• _DIRECTIVE_: Pull out every line below that contains the string "there", and copy each one in full. Case counts.

==*==

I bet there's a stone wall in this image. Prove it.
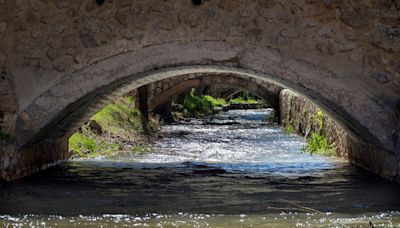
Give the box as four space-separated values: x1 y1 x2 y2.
279 89 400 181
0 0 400 182
148 74 282 110
279 89 349 158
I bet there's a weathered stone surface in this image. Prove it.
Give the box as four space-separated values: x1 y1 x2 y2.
80 33 97 48
375 72 390 84
0 21 7 33
370 26 400 53
53 0 71 9
0 0 400 183
148 75 282 111
339 7 372 28
280 89 398 180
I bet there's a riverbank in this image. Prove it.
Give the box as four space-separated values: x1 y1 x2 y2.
173 90 269 121
279 89 349 158
69 96 160 158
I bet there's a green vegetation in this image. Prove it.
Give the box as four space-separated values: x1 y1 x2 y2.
69 96 159 157
229 91 262 104
181 89 227 117
302 133 336 156
285 123 296 134
302 111 336 156
69 124 120 157
174 89 262 119
229 97 261 104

==*==

• _EXPECTED ANSWER_:
I bet there's a stone wall in this image. Prove it.
I bet there's a weathered stone surface in this image. Prove it.
I bet there's a riverbank in this image. Prove it.
I bet there's a green vegetation in this image. Prove it.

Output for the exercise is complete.